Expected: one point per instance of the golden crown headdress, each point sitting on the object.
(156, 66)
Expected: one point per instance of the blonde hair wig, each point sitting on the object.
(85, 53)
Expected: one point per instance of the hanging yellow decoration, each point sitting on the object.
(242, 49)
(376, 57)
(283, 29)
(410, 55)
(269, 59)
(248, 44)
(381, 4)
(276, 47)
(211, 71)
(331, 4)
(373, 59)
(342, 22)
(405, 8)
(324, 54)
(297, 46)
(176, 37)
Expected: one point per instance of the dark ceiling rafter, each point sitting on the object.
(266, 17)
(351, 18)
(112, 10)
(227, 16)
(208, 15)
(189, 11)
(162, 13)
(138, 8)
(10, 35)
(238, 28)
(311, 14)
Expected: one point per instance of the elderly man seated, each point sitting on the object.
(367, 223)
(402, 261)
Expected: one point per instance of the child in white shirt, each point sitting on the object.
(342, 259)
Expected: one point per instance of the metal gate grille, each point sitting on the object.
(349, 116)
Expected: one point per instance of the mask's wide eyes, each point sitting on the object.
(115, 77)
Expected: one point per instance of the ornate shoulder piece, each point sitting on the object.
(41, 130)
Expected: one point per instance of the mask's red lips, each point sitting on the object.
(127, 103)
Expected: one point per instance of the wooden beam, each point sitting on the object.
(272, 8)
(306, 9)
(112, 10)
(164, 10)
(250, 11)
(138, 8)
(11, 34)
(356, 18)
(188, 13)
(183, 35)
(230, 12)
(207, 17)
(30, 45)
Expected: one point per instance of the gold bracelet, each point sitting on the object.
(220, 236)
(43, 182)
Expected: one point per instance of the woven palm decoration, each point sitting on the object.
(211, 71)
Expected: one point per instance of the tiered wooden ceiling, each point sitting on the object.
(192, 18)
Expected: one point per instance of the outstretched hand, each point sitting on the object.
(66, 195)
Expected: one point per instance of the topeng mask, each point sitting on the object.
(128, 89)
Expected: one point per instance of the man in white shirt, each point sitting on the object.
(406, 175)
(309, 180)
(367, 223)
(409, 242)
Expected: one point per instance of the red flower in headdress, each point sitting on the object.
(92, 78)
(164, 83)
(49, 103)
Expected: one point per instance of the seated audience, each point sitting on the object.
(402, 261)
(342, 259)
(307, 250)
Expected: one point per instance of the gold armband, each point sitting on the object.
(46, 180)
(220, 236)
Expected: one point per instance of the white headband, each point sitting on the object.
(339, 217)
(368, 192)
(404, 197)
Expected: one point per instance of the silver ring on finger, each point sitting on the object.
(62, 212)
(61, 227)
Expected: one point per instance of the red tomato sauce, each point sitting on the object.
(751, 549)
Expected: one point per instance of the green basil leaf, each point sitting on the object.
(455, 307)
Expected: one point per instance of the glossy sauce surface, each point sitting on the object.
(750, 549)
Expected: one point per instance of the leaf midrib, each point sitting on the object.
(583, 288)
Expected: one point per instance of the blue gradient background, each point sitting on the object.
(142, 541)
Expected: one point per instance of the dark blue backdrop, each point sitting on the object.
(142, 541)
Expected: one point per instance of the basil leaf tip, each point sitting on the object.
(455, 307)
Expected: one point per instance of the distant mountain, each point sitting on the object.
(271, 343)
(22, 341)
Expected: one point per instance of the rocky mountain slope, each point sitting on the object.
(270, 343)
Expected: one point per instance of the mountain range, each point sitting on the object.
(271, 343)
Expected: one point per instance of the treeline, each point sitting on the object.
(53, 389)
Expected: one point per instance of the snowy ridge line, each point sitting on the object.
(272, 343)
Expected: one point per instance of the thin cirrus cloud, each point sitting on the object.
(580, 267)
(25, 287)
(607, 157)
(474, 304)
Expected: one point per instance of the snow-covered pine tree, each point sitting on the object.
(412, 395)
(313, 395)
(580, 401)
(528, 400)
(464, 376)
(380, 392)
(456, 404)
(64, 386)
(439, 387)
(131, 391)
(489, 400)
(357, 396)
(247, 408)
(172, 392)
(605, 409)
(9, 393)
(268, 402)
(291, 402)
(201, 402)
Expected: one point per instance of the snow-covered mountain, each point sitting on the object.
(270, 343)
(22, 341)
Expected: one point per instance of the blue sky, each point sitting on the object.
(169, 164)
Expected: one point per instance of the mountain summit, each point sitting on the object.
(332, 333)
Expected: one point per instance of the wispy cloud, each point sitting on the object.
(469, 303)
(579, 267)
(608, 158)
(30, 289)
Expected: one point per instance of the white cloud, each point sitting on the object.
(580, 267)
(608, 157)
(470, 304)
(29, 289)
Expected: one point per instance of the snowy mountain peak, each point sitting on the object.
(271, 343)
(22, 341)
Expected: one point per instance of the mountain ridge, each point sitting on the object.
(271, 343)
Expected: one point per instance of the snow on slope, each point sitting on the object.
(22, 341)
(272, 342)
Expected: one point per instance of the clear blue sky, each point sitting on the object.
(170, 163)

▬▬▬▬▬▬

[ASSIGNED TASK] Every entry is to be restated exactly, with no line dropped.

[WRITTEN RESPONSE]
Expected: one point per instance of the golden crown headdress, each point sitting on the object.
(156, 66)
Expected: one point per instance of the blonde hair wig, each point sitting on the object.
(85, 53)
Expected: one point per instance of the hanging yellow decoration, each point sitting on the object.
(242, 49)
(376, 57)
(283, 29)
(410, 55)
(269, 59)
(248, 44)
(381, 4)
(276, 47)
(211, 71)
(331, 4)
(373, 59)
(342, 22)
(405, 8)
(324, 54)
(297, 46)
(176, 37)
Expected: one point per instance of the dark ceiling rafter, each point sitting on the object.
(266, 17)
(351, 18)
(112, 10)
(227, 16)
(208, 15)
(189, 11)
(162, 13)
(138, 8)
(10, 35)
(238, 28)
(311, 14)
Expected: one point per instance of the elderly man seated, each point sitting on the object.
(367, 223)
(402, 261)
Expected: one point per instance of the child in white shirt, each point sitting on the object.
(342, 259)
Expected: one point per instance of the metal gate grille, each point sitting on the object.
(349, 116)
Expected: one point per instance of the mask's wide eyes, each point sitting on the object.
(115, 77)
Expected: one point per instance of the ornate shoulder piece, each point sitting on the object.
(41, 130)
Expected: one point per instance of the mask's red lips, each point sitting on the object.
(127, 103)
Expected: one point per instance of the wooden beam, each point sitting on the object.
(272, 8)
(306, 9)
(112, 10)
(164, 10)
(250, 11)
(138, 8)
(11, 34)
(356, 18)
(188, 13)
(183, 35)
(230, 12)
(207, 17)
(30, 45)
Expected: one point per instance of the gold bracelet, each point sitting on the object.
(220, 236)
(43, 182)
Expected: one point per instance of the woven palm decoration, each point sitting on the object.
(211, 71)
Expected: one point per instance of the tiered wooden ceiling, each point sitting on the object.
(192, 18)
Expected: one point per instance of the outstretched hand, each point sitting on the object.
(66, 195)
Expected: one point per instance of the topeng mask, each point sitting on the object.
(128, 89)
Expected: one point per instance of the man in white shirt, each point sitting on the object.
(406, 175)
(309, 180)
(367, 223)
(409, 242)
Expected: one point per instance of the red flower in headdress, each point sitting on the object.
(92, 78)
(164, 83)
(49, 103)
Expected: one point per instance of the seated audience, each point sitting on the object.
(402, 261)
(342, 259)
(307, 250)
Expected: one point per instance of the gold armband, each point sitting on the object.
(46, 180)
(220, 236)
Expected: one point per instance of the white headband, each point sitting on the object.
(339, 217)
(368, 192)
(404, 197)
Expected: one point per instance of the silver ring on finger, each point sitting on the object.
(62, 212)
(61, 227)
Expected: one point per instance of the red tomato sauce, each point sitting on the object.
(751, 549)
Expected: one point per instance of the green basil leaf, each point sitting on the object.
(455, 307)
Expected: one point per instance of the glossy sauce surface, each point sitting on the object.
(750, 549)
Expected: one point per instance of the leaf midrib, each point sitting on the object.
(583, 288)
Expected: one point per instance of the blue gradient background, each point sitting on the object.
(142, 541)
Expected: one point per instance of the dark blue backdrop, each point sitting on the object.
(142, 541)
Expected: one point per instance of the basil leaf tip, each point sitting on the object.
(455, 307)
Expected: one point per instance of the distant mountain, each point sitting on the object.
(271, 343)
(22, 341)
Expected: one point per instance of the rocky mountain slope, each point sitting on the object.
(270, 343)
Expected: one point per instance of the mountain range, each point sitting on the object.
(271, 343)
Expected: one point per instance of the treeline, each point sitting on the object.
(53, 389)
Expected: one point per instance of the snowy ridge line, each point sitting on the object.
(272, 343)
Expected: one point per instance of the thin cirrus cloud, each point sitting on the object.
(580, 267)
(25, 287)
(607, 157)
(474, 304)
Expected: one point per instance of the snow-covered pine tree, each point sitting on the object.
(412, 395)
(313, 395)
(580, 401)
(528, 400)
(464, 376)
(380, 392)
(456, 404)
(64, 386)
(439, 387)
(131, 391)
(489, 400)
(357, 396)
(247, 408)
(172, 392)
(605, 409)
(9, 393)
(268, 402)
(291, 402)
(201, 402)
Expected: one point per instance of the snow-covered mountain, each point sitting on the object.
(270, 343)
(22, 341)
Expected: one point per instance of the blue sky, each point sitting on the object.
(169, 164)
Expected: one point per instance of the mountain summit, each point sitting on the object.
(332, 333)
Expected: one point per instance of the wispy cloud, each point sitting on the object.
(469, 303)
(579, 267)
(608, 158)
(30, 289)
Expected: one point per instance of the white cloud, each point sitting on the object.
(580, 267)
(608, 157)
(470, 304)
(29, 289)
Expected: one point per instance of the snowy mountain peak, each point sitting on the object.
(271, 343)
(22, 341)
Expected: one point per instance of the mountain ridge, each point sitting on the object.
(271, 343)
Expected: one point per instance of the snow on slope, each point sitting on the object.
(22, 341)
(272, 342)
Expected: one point per instance of the clear blue sky, each point sitting on the object.
(170, 163)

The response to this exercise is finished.